-- Written instruction 1 --
In the time series window code, what batch size does make_dataset use?
-- Written instruction 2 --
Please pick up the time series window code after its last line and carry it on.

-- Text section --
WindowGenerator.split_window = split_window


In [None]:
def plot(self, model=None, plot_col='AggregateLoad', max_subplots=3):
    # https://www.tensorflow.org/tutorials/structured_data/time_series#3_plot
  inputs, labels = self.example
  plt.figure(figsize=(12, 8))
  plot_col_index = self.column_indices[plot_col]
  max_n = min(max_subplots, len(inputs))
  for n in range(max_n):
    plt.subplot(max_n, 1, n+1)
    plt.ylabel(f'{plot_col} [normed]')
    plt.plot(self.input_indices, inputs[n, :, plot_col_index],
             label='Inputs', marker='.', zorder=-10)

    if self.label_columns:
      label_col_index = self.label_columns_indices.get(plot_col, None)
    else:
      label_col_index = plot_col_index

    if label_col_index is None:
      continue

    plt.scatter(self.label_indices, labels[n, :, label_col_index],
                edgecolors='k', label='Labels', c='#2ca02c', s=64)
    if model is not None:
      predictions = model(inputs)
      plt.scatter(self.label_indices, predictions[n, :, label_col_index],
                  marker='X', edgecolors='k', label='Predictions',
                  c='#ff7f0e', s=64)

    if n == 0:
      plt.legend()

  plt.xlabel('Time [h]')

WindowGenerator.plot = plot

In [None]:
def make_dataset(self, data):
    # https://www.tensorflow.org/tutorials/structured_data/time_series#4_create_tfdatadatasets
  data = np.array(data, dtype=np.float32)
  ds = tf.keras.utils.timeseries_dataset_from_array(
      data=data,
      targets=None,
      sequence_length=self.total_window_size,
      sequence_stride=1,
      shuffle=True,
      seed=randomState,
      batch_size=32,)

  ds = ds.map(self.split_window)

  return ds

WindowGenerator.make_dataset = make_dataset

In [None]:
# https://www.tensorflow.org/tutorials/structured_data/time_series#4_create_tfdatadatasets
@property
def train(self):
  return self.make_dataset(self.train_df)

@property
def val(self):
  return self.make_dataset(self.val_df)

@property
def test(self):
  return self.make_dataset(self.test_df)

@property
def example(self):
  """Get and cache an example batch of `inputs, labels` for plotting."""
  result = getattr(self, '_example', None)
  if result is None:
    # No example batch was found, so get one from the `.train` dataset
    result = next(iter(self.train))

-- Given entries --
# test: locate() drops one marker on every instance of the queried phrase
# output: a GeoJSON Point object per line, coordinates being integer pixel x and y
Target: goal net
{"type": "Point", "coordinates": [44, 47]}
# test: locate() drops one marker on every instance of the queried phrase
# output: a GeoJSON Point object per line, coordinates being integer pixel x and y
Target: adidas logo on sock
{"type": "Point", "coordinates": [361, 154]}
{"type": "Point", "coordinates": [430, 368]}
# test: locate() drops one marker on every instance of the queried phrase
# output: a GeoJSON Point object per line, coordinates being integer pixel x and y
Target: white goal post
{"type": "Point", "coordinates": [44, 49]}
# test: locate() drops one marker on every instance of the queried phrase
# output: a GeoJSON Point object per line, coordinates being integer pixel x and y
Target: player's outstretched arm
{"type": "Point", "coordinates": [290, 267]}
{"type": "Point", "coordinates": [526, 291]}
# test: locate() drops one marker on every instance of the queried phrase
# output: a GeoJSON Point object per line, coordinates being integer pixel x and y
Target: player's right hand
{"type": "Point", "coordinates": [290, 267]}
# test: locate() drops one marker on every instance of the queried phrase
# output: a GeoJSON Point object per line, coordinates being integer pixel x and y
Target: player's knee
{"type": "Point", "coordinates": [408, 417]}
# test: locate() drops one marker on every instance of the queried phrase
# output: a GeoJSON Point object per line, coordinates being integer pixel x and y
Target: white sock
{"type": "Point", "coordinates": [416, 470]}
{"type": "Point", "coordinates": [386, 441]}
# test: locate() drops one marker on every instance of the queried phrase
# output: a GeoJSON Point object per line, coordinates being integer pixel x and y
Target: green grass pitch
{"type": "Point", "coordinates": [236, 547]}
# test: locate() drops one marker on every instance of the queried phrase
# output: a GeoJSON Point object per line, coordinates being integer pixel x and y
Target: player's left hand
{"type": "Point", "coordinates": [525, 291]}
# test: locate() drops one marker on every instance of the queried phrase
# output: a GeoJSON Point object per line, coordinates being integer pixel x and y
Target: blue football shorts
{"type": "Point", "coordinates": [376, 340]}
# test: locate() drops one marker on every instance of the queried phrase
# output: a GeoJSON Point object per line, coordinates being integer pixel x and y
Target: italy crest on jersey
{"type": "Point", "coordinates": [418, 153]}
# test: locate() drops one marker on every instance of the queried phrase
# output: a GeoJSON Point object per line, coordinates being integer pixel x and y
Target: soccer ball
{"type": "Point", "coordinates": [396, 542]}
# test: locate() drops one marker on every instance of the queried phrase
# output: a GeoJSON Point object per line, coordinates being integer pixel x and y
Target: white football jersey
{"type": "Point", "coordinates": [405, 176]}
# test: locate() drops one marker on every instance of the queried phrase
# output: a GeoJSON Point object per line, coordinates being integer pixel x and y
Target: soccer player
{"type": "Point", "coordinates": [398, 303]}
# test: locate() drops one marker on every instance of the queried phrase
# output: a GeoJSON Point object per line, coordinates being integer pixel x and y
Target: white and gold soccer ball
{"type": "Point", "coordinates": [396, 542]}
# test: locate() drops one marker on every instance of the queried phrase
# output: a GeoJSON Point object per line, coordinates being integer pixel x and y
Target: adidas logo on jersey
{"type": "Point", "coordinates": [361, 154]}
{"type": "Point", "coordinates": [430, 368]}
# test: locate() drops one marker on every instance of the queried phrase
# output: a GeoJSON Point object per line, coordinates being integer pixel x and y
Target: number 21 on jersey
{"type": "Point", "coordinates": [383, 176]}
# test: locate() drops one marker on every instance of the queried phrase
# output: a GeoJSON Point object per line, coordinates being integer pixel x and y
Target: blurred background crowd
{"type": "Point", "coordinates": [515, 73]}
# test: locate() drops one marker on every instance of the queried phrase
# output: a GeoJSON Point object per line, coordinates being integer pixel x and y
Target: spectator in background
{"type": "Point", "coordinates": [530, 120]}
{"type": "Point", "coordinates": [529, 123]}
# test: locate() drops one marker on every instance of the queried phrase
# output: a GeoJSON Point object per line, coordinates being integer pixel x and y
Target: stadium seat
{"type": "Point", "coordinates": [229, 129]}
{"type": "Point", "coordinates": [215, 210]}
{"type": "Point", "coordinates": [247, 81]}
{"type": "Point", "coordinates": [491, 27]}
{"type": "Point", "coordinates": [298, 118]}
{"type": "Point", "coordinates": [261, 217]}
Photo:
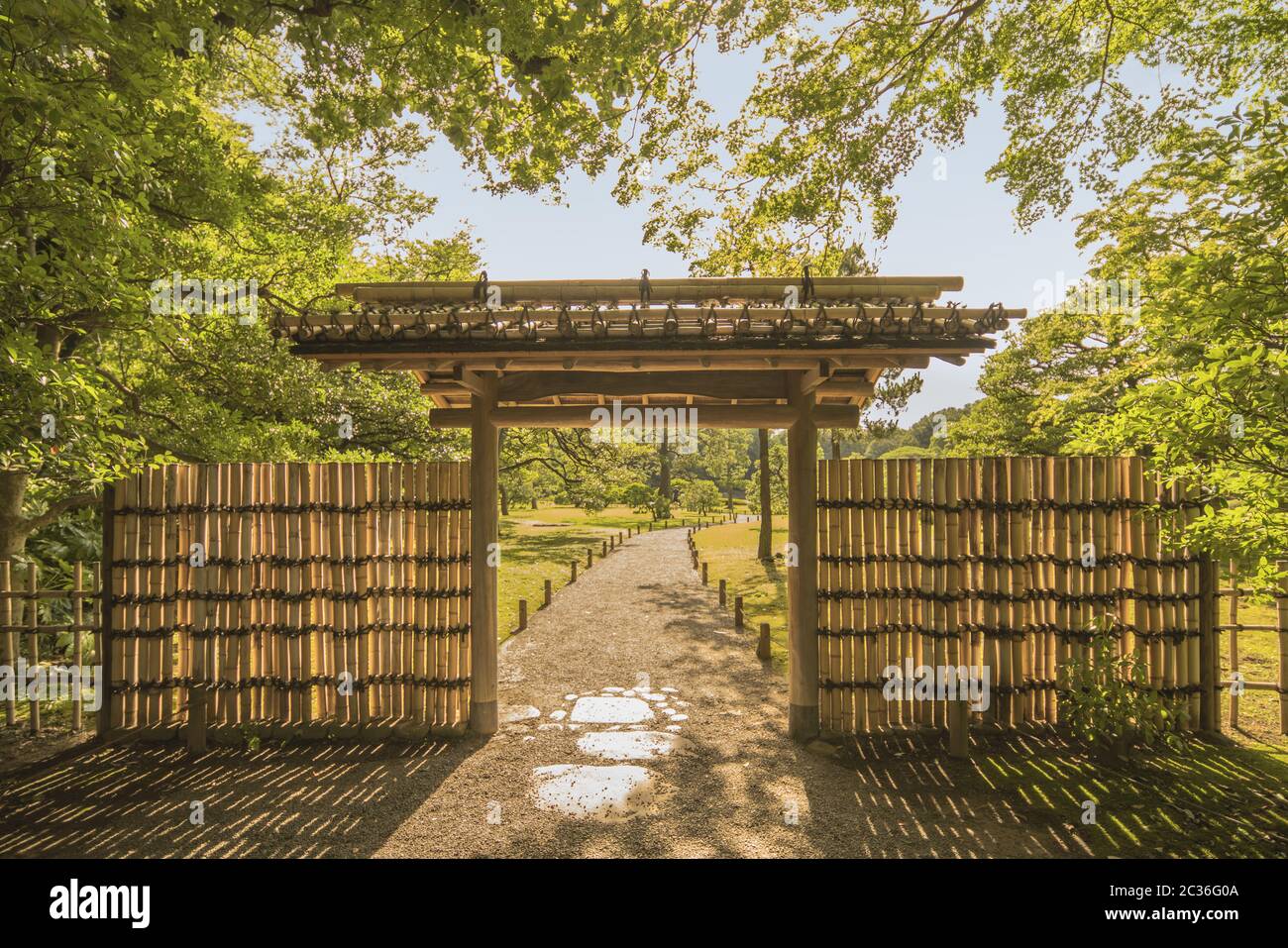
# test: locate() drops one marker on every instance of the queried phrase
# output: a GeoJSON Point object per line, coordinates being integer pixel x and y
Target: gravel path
{"type": "Point", "coordinates": [734, 786]}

-- Task result 1 --
32

-- Task result 2 --
    # And cache it for next time
    self._example = result
  return result

WindowGenerator.train = train
WindowGenerator.val = val
WindowGenerator.test = test
WindowGenerator.example = example

In [None]:
# Prepare data for one-shot multi-step
OUT_STEPS = 48 # 24 hour forecast
IN_STEPS = 336 # look back 1 week
multi_window = WindowGenerator(input_width=IN_STEPS,
                               label_width=OUT_STEPS,
                               shift=OUT_STEPS)

multi_window.plot()
multi_window

# Use a naive persistence model as baseline to compare more sophisticated models
Use a 1 week persistence

Georgios Tziolis, Chrysovalantis Spanias, Maria Theodoride, Spyros Theocharides, Javier Lopez-Lorente, Andreas Livera, George Makrides, George E. Georghiou,

Short-term electric net load forecasting for solar-integrated distribution systems based on Bayesian neural networks and statistical post-processing,

Energy,
Volume 271,
2023,
127018,
ISSN 0360-5442,

https://doi.org/10.1016/j.energy.2023.127018.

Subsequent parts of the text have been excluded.